• **Exercise directions**: Pick out every line in the entries below that contains the word "coffee", and copy each of those lines in full.

● ● ● ●

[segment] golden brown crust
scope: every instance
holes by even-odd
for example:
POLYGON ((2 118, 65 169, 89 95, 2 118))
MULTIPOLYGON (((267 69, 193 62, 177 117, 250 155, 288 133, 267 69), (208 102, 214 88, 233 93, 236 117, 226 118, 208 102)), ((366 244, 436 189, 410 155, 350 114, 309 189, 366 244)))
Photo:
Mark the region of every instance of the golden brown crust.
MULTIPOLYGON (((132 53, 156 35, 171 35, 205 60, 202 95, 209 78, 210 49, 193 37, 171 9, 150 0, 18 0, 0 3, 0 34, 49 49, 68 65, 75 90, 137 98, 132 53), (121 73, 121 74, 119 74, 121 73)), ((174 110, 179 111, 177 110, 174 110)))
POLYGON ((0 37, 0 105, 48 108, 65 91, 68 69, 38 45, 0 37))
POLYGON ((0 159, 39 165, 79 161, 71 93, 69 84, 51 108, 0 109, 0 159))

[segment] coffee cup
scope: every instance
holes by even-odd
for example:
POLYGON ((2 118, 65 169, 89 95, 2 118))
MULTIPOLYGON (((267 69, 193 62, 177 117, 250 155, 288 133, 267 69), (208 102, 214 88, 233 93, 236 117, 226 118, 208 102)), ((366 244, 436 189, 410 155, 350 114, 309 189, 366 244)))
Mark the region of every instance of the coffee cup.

● ● ● ●

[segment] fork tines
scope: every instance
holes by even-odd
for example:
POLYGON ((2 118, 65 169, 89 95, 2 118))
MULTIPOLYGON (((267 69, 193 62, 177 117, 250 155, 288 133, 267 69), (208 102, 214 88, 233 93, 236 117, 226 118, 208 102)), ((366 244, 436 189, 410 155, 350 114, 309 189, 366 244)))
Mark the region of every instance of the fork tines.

● ● ● ●

• **Final result**:
[segment] coffee cup
Mark the region of every instance of the coffee cup.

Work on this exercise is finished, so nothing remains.